== Records provided

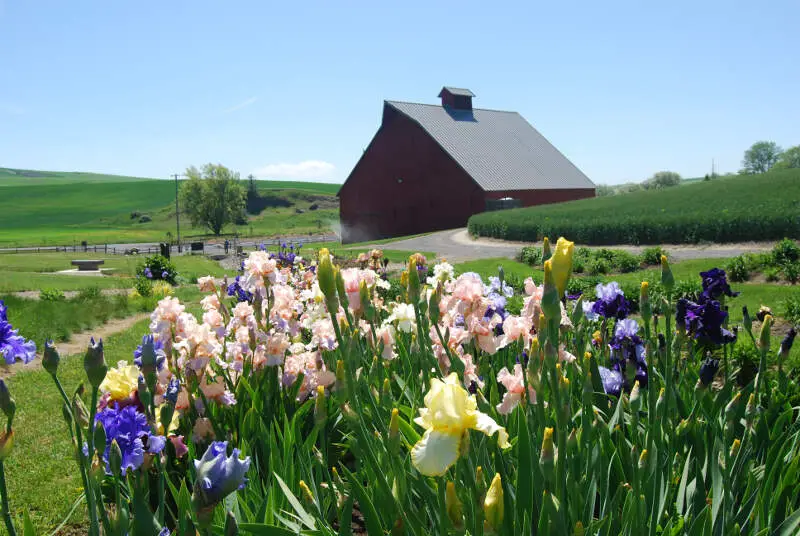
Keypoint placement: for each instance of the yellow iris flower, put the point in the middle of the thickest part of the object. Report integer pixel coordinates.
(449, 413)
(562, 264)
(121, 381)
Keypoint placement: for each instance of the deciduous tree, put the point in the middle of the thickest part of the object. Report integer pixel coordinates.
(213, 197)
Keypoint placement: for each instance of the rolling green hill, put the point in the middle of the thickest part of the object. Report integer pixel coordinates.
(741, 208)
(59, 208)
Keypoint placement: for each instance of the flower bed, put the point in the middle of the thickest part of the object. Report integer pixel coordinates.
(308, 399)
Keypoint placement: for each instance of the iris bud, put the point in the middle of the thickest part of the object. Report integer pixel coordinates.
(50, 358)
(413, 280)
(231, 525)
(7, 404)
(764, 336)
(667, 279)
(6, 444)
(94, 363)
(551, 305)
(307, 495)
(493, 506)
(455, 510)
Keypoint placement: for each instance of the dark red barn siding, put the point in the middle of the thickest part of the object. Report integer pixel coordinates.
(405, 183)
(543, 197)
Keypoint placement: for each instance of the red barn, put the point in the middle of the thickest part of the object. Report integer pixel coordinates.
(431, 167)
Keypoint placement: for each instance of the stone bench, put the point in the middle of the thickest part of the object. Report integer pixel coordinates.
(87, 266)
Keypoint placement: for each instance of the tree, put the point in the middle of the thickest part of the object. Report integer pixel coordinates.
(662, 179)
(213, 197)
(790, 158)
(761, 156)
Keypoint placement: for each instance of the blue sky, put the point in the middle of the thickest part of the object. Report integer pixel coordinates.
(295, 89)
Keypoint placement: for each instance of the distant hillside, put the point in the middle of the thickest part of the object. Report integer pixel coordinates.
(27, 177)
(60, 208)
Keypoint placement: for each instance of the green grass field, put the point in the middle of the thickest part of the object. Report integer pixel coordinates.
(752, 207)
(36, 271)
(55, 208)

====

- _Your goal_: Reproduce every one of the lines above word for word, omitting the pictures.

- _Exercise output_:
Keypoint placement: for each instance of the yellow iris flower, put the point in the middle of the thickest part of the object. Report integer pixel coordinates.
(449, 413)
(562, 264)
(121, 381)
Keypoint placement: for each instance of the deciduous tree, put the point in the middle of the thickest part of the object. Report integer pixel coordinates.
(213, 197)
Keypoint placement: for each instance of the rolling green hill, put the point in the middle of the thickest part of the object. Report integer pixel coordinates.
(741, 208)
(59, 208)
Keypoint placement: for each instance of the flower bed, put the point in the middle of the thickest part of the object. Report integer pixel coordinates.
(308, 399)
Keypoint placement: for each instance of the iris bud, put the point in the middle of the thickest part of the object. Report integer pixel coordinates.
(50, 358)
(413, 280)
(231, 525)
(7, 404)
(764, 336)
(667, 279)
(6, 444)
(94, 363)
(551, 305)
(307, 495)
(493, 506)
(455, 510)
Keypoint placement: for each instance of the dark red barn siding, put the point in the middle of the thickest part of the object. Report integer pixel coordinates.
(405, 183)
(543, 197)
Keypoint placement: for each instance of the red barn, put the point in the middle of the thickest part of the object. Report integer pixel coordinates.
(431, 167)
Keypoint placement: for each instance of the stone bench, put the point in the middle of the thickest part of the object. Report integer pixel coordinates.
(87, 266)
Keypoint placement: for each instance of the tree, put the point in the middle of the thickest part of the object. Report integer pixel coordinates.
(662, 179)
(213, 197)
(790, 158)
(761, 156)
Keypoint placement: for each instance of the blue sky, put the point in the middle of the thickest part of the object. Report integer pixel coordinates.
(295, 89)
Keypoint placement: for each instance of the distant hillside, put the point in the middle of the thickest part of the object. Report integer pixel coordinates.
(27, 177)
(60, 208)
Keypoint placement: for each instance of the green grass field, put the point in the middle of the thickest part of the object. Report integer pixel coordinates.
(752, 207)
(36, 271)
(55, 208)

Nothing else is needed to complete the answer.